─── Provided passage
Zulip Chat Archive
Stream: new members
Topic: Adding DFA regular expression equivalence to mathlib
Russell Emerine (May 01 2022 at 22:15):
Hello y'all, I'm Russell, an undergrad at CMU. I have a working proof of the equivalence of regular expressions to DFAs. I'd like to add my proof to the lean 3 mathlib. How should I start a PR? I'd also like some opinions on how to formulate the key theorems and organize parts of the proofs, more details if anyone asks. Thanks to everyone here for running such an awesome project!
Yaël Dillies (May 01 2022 at 22:33):
Hey! @Fox Thomson and I had work towards it, so please show us so we can compare.
Yaël Dillies (May 01 2022 at 22:33):
Once the @maintainers have given you write access, you will be able to open a PR from the mathlib repo (not a fork).
Eric Wieser (May 01 2022 at 22:36):
(we can't give write access without a github username!)
Bryan Gin-ge Chen (May 01 2022 at 22:52):
Welcome! In case you haven't already seen it, we've got a page with some tips for new contributors: https://leanprover-community.github.io/contribute/index.html
Russell Emerine (May 01 2022 at 23:09):
Sorry, my github is just RussellEmerine
Bryan Gin-ge Chen (May 01 2022 at 23:50):
Russell Emerine said:
Sorry, my github is just RussellEmerine
Invite sent! https://github.com/leanprover-community/mathlib/invitations
Russell Emerine (May 04 2022 at 21:30):
i promise i'm working on this lol, there'll be new stuff in a new branch soon
Russell Emerine (May 05 2022 at 02:18):
Ok, now what I had already is on the branch RussellEmerine/DFA_equivalent_regular_expression
. I'll be making some of the more obvious changes soon, please let me know if there's anything in particular that needs to be fixed or reorganized.
Tom Kranz (Apr 24 2024 at 16:31):
Hi there, after seeing the TODO in the Regular Expression documentation, I've been playing around with this recently, as well – in Lean4, though. Is this still being worked on? There doesn't seem to be a mathlib4 branch for it and the mathlib branch has been dormant for about two years now. In my own implementation, I only got as far as proving ripping to preserve the language and I started out with an unnecessarily complicated language definition, so I'd be starting mostly from scratch anyway. I'd be happy to work on whatever implementation's already there or make my own if the porting effort would not be worth it.
Tom Kranz (Apr 24 2024 at 16:46):
There's also this (which solves the mystery of what were supposed to be the “Regex-like operations”!), but mathlib4 doesn't seem to have received the branches mentioned.
──────
Brief A: Repeat part of the thread word for word, starting with "Zulip Chat Archive" and going on through "(not a fork).".
The thread above and the records that come next come from unrelated sources.
─── Data entries
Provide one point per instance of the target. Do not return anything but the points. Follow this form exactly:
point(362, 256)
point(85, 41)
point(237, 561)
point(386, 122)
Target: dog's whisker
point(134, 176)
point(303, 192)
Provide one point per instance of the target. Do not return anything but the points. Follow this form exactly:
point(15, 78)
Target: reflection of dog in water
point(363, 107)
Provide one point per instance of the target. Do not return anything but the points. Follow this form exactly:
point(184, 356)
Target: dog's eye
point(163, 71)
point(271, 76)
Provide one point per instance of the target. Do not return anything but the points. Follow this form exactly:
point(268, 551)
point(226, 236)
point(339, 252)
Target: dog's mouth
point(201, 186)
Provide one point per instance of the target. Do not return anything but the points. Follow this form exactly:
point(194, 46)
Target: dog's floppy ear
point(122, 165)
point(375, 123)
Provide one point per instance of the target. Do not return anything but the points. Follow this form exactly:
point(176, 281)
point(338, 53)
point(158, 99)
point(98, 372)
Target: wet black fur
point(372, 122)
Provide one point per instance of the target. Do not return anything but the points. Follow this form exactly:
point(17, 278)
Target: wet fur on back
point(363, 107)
──────
Brief B: Swap "Follow this form exactly" for "Use this exact format" in the records from their first line through the line with "point(271, 76)", and keep everything else the same. Return only those lines.

Final result A:
Zulip Chat Archive
Stream: new members
Topic: Adding DFA regular expression equivalence to mathlib
Russell Emerine (May 01 2022 at 22:15):
Hello y'all, I'm Russell, an undergrad at CMU. I have a working proof of the equivalence of regular expressions to DFAs. I'd like to add my proof to the lean 3 mathlib. How should I start a PR? I'd also like some opinions on how to formulate the key theorems and organize parts of the proofs, more details if anyone asks. Thanks to everyone here for running such an awesome project!
Yaël Dillies (May 01 2022 at 22:33):
Hey! @Fox Thomson and I had work towards it, so please show us so we can compare.
Yaël Dillies (May 01 2022 at 22:33):
Once the @maintainers have given you write access, you will be able to open a PR from the mathlib repo (not a fork).

Final result B:
Provide one point per instance of the target. Do not return anything but the points. Use this exact format:
point(362, 256)
point(85, 41)
point(237, 561)
point(386, 122)
Target: dog's whisker
point(134, 176)
point(303, 192)
Provide one point per instance of the target. Do not return anything but the points. Use this exact format:
point(15, 78)
Target: reflection of dog in water
point(363, 107)
Provide one point per instance of the target. Do not return anything but the points. Use this exact format:
point(184, 356)
Target: dog's eye
point(163, 71)
point(271, 76)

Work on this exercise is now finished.